## Document segment

|---|

Jamie Dimon sees a need to begin returning to what work looked like at the start of 2020, but he concedes the path to normal is still a long one.

JPMorgan Chase & Co.’s chief executive officer said his firm, which has been among the boldest on Wall Street in bringing employees back to the office, is still aiming for just 15% to 25% of capacity. Local regulations, a lack of a vaccine and workers’ personal circumstances will likely make fully staffing the bank’s offices impossible until the middle of next year at the earliest, he said.

“I don’t expect normality until summer 2021,” Dimon said Friday at a conference hosted by asset-management industry group Nicsa. “We’re going to have to live with this.”

The new version of normal will feature more people permanently working from home. Zoom meetings with customers are likely here to stay and business travel won’t pick back up until some point next year either, he said. Dimon himself is just starting to see clients again.

“We’re starting to see some people get back on the road,” he said. “I think it can be done quite safely. Some are afraid. We’ll see.”

Dimon, the longest-serving CEO of a major Wall Street bank, has been going into the firm’s offices since June. He’s previously advocated for governments to cautiously reopen cities to help the economy recover, predicting long-term economic and social damage from a longer stretch of widespread working-from-home.

|---|

## Information given
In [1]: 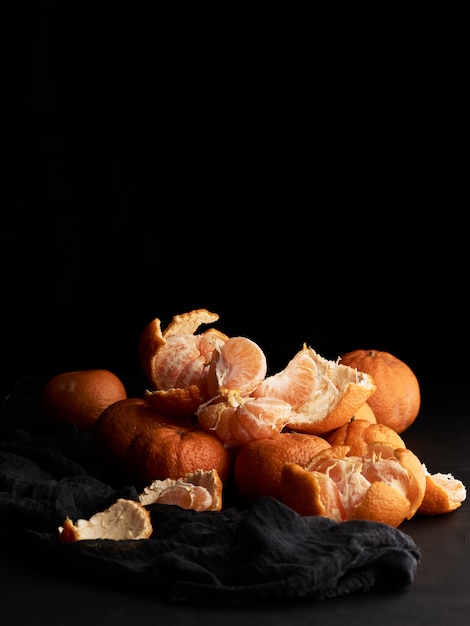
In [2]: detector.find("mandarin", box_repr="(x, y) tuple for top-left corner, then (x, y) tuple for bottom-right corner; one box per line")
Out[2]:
(288, 346), (375, 435)
(340, 350), (421, 434)
(40, 369), (127, 430)
(196, 396), (292, 448)
(251, 350), (317, 410)
(139, 309), (228, 416)
(417, 466), (467, 515)
(207, 337), (268, 397)
(325, 419), (406, 456)
(233, 432), (331, 501)
(281, 444), (424, 527)
(126, 424), (232, 487)
(92, 398), (192, 472)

|---|

## Your tasks
a: Using the article on Jamie Dimon's outlook for a return to the office, list the factors he named that will likely prevent the bank's offices from being fully staffed until the middle of next year at the earliest.
b: Resume the article on Jamie Dimon's outlook for a return to the office, beginning after its final sentence.

## Responses to the tasks
a:
- Local regulations
- A lack of a vaccine
- Workers' personal circumstances

b:
The U.S. is headed for its worst week of Covid-19 in months as a resurgence takes hold in the Northeast and outbreaks in the Midwest result in unprecedented death. New York and New Jersey recorded the most new cases in more than four months.

Dimon said Friday that as many as 40% of staffers could work from home even after the pandemic, with some on rotations in and out of the office.

“Work-from-home has to work for clients and customers not just for employees,” he said.

In the wide-ranging remarks, Dimon also said the government’s stimulus had helped stave off the pandemic’s immediate damage to the economy but that he wasn’t sure recent improvements would continue. He said the government should provide more stimulus to “keep the economy growing so we don’t stall.”

Reacting to Morgan Stanley’s agreement to buy Eaton Vance Corp., Dimon said he expects to see more merger activity in the asset-management industry, and that JPMorgan is open to deals, too.

“My line is open, call me up,” Dimon said. “For the right thing and the right price. It could be something big, something small.”

In February, Dimon had said that the bank had a greater appetite for deals than in previous years, and that leaders were looking “aggressively” at possible acquisitions across its businesses.